··· DATA SHOWN ···
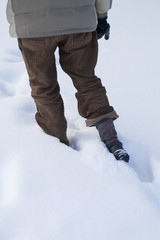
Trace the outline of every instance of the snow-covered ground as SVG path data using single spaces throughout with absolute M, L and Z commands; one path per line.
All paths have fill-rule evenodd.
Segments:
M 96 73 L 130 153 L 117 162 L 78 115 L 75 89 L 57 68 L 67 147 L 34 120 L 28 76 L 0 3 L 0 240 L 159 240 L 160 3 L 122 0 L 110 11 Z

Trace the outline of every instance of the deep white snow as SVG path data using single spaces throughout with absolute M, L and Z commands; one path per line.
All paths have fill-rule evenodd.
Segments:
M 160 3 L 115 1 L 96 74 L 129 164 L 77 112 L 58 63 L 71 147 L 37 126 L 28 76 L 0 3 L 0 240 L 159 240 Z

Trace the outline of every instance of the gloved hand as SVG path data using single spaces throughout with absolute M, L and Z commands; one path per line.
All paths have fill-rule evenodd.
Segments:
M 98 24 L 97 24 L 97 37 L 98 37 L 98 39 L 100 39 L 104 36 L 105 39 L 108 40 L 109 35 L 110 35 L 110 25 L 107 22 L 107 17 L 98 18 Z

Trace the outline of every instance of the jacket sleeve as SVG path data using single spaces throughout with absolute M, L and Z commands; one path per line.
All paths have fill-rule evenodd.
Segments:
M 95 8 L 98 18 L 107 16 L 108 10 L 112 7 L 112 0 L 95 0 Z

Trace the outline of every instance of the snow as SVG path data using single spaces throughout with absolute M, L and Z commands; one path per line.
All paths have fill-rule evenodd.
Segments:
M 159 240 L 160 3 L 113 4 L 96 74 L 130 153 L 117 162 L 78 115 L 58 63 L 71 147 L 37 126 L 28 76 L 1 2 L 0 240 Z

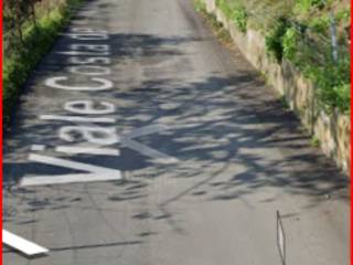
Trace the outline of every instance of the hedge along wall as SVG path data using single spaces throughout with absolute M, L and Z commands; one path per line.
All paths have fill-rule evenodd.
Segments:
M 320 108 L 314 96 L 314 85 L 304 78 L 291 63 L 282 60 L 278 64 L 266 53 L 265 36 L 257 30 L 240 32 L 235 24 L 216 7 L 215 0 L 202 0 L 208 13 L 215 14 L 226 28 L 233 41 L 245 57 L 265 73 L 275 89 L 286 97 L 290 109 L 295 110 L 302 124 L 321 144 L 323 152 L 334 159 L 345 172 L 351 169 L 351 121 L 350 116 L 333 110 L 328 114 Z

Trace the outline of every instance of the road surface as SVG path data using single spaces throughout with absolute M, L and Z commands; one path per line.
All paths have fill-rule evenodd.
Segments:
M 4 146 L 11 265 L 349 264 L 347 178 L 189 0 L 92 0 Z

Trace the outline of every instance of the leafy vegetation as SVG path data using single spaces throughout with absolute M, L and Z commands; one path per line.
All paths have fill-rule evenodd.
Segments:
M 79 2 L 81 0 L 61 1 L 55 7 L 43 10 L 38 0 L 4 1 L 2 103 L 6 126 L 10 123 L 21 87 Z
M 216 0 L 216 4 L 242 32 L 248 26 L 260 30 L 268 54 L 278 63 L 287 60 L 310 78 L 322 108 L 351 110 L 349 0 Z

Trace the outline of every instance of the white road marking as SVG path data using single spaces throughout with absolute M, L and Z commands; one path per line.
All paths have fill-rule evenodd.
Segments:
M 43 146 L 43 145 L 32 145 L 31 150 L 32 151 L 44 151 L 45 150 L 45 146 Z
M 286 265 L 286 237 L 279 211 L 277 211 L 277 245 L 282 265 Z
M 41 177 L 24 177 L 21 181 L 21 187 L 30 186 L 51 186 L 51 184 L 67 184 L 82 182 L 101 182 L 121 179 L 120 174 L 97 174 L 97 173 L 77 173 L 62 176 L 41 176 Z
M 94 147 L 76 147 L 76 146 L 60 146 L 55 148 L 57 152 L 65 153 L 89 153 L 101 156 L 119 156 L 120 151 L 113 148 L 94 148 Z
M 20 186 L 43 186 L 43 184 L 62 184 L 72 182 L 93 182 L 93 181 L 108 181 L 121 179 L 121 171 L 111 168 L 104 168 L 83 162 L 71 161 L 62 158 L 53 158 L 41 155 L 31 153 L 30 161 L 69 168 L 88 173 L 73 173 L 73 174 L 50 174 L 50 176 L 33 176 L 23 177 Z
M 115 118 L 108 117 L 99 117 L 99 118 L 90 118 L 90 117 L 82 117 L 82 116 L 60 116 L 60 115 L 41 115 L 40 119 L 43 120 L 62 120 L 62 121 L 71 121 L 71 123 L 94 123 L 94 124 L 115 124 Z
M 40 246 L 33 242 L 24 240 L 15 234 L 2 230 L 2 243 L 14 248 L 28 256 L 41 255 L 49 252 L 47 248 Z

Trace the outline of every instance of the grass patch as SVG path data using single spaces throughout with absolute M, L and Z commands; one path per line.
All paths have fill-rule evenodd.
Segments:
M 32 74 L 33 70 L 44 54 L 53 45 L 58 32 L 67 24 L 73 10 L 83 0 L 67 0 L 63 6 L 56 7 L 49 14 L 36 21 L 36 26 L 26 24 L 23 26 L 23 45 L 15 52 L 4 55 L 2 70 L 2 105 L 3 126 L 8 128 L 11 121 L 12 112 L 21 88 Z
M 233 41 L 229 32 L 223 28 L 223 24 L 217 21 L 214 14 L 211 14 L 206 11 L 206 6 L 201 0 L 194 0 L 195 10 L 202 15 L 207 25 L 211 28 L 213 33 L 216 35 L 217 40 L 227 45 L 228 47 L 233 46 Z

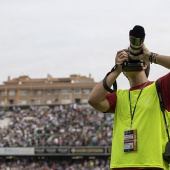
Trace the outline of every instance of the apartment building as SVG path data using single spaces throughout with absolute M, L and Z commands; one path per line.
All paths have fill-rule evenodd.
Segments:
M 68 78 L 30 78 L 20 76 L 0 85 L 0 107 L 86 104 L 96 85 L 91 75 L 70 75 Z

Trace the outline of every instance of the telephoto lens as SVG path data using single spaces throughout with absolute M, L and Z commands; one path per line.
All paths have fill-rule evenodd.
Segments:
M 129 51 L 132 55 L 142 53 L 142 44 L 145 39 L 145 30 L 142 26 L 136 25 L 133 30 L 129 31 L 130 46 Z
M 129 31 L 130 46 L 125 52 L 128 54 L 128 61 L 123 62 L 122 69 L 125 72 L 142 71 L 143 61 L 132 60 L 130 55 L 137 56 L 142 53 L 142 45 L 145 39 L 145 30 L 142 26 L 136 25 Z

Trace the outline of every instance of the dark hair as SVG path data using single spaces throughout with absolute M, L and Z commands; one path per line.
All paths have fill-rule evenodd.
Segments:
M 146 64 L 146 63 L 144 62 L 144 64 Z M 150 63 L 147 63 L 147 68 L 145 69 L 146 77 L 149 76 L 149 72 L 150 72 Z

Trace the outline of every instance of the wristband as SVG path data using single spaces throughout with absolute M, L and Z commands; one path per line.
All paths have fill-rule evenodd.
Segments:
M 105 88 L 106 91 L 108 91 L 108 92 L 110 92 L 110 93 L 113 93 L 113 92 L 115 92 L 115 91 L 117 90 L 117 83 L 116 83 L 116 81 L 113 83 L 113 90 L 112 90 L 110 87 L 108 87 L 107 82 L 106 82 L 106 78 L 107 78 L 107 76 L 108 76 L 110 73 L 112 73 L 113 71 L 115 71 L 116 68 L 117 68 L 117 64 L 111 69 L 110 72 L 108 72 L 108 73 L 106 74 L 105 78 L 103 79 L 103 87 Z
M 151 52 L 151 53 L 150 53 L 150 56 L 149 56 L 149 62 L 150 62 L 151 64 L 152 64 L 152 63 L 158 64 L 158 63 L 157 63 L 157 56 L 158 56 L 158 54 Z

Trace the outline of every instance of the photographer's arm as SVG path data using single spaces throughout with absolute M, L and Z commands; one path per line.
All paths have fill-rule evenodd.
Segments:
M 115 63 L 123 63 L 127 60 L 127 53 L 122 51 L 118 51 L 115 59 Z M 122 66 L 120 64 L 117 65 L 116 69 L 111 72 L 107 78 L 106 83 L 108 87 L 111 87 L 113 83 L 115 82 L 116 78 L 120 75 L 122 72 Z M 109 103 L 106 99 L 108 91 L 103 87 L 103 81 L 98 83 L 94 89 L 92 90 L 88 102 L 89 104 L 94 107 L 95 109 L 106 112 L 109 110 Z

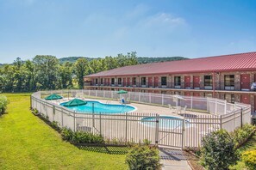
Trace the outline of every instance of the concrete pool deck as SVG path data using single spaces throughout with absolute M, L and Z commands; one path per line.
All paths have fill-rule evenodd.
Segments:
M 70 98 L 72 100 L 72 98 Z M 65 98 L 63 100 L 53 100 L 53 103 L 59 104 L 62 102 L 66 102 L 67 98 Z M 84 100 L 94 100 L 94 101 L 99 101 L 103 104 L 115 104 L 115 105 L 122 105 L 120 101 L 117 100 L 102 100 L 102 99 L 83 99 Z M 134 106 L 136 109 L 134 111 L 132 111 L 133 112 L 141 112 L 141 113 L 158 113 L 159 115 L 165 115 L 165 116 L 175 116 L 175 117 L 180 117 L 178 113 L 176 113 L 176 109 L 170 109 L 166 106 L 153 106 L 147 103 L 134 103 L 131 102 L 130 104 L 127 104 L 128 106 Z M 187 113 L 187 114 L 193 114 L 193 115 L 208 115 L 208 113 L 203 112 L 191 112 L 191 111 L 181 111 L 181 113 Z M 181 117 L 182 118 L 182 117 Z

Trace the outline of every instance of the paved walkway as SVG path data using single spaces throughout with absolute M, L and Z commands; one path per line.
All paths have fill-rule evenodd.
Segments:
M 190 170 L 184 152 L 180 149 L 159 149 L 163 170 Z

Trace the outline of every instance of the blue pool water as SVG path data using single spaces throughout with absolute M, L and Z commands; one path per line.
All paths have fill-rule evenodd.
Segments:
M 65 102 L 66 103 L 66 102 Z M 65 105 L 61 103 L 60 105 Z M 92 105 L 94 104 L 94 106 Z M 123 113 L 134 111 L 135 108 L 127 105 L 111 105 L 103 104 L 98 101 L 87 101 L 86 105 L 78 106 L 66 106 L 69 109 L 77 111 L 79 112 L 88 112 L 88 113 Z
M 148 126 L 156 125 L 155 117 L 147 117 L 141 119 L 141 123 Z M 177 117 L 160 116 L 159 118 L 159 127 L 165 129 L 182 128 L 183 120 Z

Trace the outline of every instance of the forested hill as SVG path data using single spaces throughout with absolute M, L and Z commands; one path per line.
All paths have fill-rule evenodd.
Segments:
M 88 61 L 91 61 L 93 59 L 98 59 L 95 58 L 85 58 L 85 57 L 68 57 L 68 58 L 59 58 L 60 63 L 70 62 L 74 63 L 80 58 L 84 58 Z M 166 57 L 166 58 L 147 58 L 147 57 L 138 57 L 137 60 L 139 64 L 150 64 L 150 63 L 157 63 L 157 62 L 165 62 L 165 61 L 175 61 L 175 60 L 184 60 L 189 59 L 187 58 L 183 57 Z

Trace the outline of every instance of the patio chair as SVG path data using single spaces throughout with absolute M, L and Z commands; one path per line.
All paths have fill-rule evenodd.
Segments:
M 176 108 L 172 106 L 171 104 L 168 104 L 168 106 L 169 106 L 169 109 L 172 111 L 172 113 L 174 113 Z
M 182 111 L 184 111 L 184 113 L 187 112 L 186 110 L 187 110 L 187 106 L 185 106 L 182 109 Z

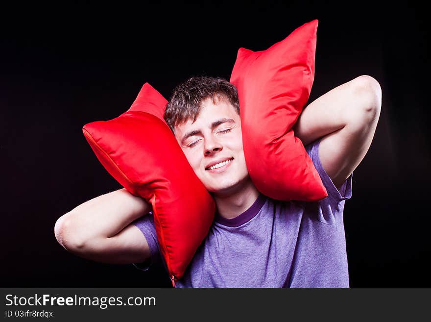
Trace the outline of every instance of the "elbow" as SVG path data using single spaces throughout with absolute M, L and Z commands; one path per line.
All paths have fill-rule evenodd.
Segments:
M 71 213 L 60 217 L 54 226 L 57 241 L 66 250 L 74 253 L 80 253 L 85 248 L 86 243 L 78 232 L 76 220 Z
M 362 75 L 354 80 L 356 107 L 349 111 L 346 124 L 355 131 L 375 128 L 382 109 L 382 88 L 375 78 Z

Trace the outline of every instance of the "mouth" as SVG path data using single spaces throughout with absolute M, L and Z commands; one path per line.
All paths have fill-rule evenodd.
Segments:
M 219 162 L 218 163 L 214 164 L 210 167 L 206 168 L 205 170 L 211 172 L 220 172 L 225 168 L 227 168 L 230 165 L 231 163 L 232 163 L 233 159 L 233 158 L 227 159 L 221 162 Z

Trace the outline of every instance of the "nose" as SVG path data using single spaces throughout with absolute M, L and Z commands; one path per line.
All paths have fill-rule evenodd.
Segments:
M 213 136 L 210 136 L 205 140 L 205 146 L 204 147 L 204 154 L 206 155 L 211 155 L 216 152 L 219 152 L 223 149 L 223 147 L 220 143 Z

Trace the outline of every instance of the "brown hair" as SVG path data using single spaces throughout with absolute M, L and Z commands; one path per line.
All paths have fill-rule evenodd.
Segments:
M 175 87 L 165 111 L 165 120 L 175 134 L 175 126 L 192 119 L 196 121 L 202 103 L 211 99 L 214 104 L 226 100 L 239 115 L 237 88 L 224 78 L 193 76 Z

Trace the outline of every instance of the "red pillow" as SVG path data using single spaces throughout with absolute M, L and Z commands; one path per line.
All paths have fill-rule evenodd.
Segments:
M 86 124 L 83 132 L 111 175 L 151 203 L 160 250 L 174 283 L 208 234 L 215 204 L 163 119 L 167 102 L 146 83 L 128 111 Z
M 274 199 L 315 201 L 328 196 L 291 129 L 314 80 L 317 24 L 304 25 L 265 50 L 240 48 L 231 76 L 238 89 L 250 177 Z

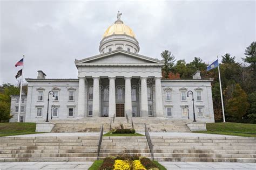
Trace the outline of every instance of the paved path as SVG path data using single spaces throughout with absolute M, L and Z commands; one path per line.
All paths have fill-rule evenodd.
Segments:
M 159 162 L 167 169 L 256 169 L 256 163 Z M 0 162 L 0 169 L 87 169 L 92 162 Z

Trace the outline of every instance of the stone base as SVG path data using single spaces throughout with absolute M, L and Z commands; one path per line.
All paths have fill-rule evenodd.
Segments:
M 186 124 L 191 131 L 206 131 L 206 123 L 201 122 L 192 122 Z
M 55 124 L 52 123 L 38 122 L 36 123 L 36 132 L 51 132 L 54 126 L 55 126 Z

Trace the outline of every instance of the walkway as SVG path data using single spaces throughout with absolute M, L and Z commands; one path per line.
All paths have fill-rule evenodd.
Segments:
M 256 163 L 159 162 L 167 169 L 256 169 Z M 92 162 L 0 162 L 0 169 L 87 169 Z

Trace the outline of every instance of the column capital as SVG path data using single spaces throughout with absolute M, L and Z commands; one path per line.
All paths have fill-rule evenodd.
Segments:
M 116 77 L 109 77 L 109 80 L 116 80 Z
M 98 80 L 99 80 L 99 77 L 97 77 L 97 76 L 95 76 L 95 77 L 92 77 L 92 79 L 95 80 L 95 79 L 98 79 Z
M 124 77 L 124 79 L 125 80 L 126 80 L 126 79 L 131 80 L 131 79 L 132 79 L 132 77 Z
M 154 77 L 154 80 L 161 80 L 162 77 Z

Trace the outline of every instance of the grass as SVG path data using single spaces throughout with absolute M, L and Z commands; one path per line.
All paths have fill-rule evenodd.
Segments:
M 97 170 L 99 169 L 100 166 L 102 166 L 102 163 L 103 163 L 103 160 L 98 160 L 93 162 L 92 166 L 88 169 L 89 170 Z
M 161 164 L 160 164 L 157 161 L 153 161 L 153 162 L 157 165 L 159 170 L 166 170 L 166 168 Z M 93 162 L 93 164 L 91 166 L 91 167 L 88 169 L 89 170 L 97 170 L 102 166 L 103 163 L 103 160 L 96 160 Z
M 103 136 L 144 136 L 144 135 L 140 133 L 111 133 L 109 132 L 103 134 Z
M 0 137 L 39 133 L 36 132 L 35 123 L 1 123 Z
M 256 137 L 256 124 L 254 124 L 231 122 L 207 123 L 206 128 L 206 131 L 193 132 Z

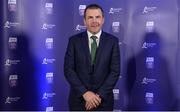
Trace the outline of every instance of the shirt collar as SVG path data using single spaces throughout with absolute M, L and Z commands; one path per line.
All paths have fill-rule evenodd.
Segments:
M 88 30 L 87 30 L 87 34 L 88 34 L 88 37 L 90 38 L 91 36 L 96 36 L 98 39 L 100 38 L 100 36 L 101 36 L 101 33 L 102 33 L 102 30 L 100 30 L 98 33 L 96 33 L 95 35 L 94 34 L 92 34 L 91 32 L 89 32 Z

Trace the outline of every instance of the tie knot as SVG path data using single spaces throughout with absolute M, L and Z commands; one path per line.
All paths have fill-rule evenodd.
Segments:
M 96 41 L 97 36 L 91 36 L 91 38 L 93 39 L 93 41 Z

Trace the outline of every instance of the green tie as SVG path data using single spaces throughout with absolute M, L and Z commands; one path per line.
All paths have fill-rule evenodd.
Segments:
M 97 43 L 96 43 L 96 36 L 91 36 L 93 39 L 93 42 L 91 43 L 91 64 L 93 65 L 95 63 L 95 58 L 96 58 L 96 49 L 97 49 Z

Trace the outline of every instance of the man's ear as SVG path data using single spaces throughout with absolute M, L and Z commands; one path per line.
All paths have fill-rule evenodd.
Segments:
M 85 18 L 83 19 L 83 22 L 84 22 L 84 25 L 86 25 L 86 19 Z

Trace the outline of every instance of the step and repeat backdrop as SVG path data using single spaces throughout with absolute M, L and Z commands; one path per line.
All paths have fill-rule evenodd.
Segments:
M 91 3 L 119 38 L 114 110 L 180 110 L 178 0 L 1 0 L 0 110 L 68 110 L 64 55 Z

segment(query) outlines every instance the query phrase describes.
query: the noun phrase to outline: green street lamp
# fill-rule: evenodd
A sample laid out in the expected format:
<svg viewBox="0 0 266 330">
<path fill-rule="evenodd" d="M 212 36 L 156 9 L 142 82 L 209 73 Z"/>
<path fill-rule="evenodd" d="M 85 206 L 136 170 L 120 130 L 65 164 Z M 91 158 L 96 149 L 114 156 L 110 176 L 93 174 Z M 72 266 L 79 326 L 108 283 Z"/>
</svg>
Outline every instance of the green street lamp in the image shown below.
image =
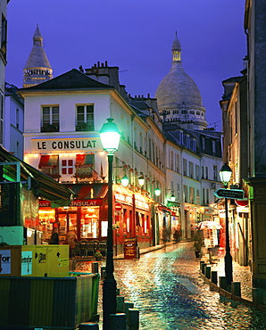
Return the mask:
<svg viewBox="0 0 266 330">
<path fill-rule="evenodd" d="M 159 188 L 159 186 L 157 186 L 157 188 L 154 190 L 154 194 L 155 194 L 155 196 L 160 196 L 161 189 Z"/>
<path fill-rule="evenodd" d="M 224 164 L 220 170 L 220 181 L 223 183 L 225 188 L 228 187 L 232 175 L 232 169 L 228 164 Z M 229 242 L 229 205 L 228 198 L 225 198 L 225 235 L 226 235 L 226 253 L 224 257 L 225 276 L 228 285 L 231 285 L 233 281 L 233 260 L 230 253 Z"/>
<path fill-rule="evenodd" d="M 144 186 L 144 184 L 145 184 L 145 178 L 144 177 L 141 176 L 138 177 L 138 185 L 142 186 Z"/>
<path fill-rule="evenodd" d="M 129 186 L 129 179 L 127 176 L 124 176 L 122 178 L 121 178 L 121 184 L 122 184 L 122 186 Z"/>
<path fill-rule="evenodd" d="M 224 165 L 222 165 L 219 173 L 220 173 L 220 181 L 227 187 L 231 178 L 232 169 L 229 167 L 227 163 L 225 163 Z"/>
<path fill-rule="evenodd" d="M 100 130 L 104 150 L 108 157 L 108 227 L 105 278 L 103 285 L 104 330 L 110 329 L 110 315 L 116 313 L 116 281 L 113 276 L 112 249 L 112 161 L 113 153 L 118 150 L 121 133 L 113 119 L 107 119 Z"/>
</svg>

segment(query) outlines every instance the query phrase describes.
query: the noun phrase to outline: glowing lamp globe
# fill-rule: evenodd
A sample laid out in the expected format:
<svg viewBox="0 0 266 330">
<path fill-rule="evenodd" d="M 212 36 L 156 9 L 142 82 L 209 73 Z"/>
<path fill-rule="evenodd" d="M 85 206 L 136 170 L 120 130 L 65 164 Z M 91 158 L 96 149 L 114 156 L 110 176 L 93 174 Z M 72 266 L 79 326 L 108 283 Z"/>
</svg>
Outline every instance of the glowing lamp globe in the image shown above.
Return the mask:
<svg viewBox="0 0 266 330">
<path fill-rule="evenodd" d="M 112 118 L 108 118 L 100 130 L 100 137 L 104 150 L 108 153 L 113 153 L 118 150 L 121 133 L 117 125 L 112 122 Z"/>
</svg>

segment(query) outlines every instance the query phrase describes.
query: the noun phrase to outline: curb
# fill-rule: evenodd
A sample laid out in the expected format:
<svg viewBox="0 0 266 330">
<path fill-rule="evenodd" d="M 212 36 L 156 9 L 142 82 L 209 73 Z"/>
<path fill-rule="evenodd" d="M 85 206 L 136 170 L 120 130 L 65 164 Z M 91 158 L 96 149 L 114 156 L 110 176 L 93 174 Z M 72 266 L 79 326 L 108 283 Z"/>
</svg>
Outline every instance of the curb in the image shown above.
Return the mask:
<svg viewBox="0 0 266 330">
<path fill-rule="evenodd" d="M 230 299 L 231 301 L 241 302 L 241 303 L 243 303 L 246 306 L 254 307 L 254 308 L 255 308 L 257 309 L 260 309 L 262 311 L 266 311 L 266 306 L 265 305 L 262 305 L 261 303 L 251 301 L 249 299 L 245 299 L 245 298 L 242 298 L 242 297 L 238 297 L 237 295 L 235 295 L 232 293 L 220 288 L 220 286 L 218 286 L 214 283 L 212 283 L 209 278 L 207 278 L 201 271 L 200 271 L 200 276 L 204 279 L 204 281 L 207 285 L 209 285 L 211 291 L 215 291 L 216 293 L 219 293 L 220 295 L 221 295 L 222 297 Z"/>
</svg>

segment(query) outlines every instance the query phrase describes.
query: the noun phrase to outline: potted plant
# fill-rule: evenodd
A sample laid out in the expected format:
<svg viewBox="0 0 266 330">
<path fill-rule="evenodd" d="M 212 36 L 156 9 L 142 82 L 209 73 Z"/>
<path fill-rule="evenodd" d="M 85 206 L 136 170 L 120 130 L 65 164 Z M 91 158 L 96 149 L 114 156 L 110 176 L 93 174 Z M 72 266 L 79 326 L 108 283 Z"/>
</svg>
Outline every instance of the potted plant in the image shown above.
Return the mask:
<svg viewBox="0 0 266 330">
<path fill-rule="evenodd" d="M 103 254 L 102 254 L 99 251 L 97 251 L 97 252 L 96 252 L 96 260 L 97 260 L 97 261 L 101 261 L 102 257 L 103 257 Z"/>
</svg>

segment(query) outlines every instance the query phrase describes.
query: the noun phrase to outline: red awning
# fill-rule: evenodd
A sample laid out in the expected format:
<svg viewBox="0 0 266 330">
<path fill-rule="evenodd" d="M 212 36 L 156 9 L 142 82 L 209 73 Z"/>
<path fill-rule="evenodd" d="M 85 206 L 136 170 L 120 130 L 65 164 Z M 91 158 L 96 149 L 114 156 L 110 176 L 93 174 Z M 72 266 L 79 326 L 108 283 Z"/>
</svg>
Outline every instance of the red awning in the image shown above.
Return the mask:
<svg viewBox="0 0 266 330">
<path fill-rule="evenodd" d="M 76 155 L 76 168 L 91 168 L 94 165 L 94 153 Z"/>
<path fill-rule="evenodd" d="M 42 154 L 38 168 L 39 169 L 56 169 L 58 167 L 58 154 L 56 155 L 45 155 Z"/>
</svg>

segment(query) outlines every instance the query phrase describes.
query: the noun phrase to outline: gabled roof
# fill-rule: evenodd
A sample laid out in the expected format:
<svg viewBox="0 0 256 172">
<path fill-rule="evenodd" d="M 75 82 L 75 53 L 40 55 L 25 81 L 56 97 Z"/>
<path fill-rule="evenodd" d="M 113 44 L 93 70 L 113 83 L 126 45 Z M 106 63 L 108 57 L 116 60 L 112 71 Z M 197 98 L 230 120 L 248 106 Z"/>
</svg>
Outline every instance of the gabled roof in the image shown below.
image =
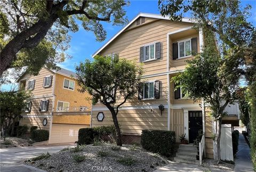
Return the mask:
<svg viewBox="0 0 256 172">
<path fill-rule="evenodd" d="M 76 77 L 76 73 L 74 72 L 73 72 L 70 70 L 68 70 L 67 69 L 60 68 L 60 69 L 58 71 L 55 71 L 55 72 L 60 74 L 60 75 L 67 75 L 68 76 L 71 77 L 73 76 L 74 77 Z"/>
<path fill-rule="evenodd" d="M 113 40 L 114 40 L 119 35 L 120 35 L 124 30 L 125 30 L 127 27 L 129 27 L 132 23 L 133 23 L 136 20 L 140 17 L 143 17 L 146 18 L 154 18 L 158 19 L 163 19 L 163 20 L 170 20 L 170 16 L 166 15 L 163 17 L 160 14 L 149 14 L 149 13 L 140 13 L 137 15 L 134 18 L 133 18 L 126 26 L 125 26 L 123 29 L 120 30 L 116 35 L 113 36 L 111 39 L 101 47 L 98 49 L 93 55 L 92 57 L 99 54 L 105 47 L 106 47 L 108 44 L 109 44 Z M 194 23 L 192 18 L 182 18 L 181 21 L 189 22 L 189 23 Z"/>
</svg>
···
PROBLEM REQUIREMENTS: Transcribe the data word for word, starting at the line that contains "Trace the outline of every instance of the walkway" and ending at the line that contains "M 154 77 L 154 80 L 161 80 L 162 77 Z", both included.

PROBLEM SOLUTION:
Trace the outline of every instance of the walkway as SVG path data using single spaces throughout with absolute M, L and Z commands; one path per line.
All paths have fill-rule evenodd.
Segments:
M 256 163 L 159 162 L 167 169 L 256 169 Z M 92 162 L 0 162 L 0 169 L 87 169 Z

Trace the outline of every instance of the column capital as SVG path data using single spaces throughout with absolute M, L and Z commands; one path per line.
All paths have fill-rule evenodd.
Segments:
M 116 77 L 109 77 L 109 80 L 116 80 Z
M 98 80 L 99 80 L 99 77 L 97 77 L 97 76 L 95 76 L 95 77 L 92 77 L 92 79 L 95 80 L 95 79 L 98 79 Z
M 124 77 L 124 79 L 125 80 L 126 80 L 126 79 L 131 80 L 131 79 L 132 79 L 132 77 Z
M 154 77 L 154 80 L 161 80 L 162 77 Z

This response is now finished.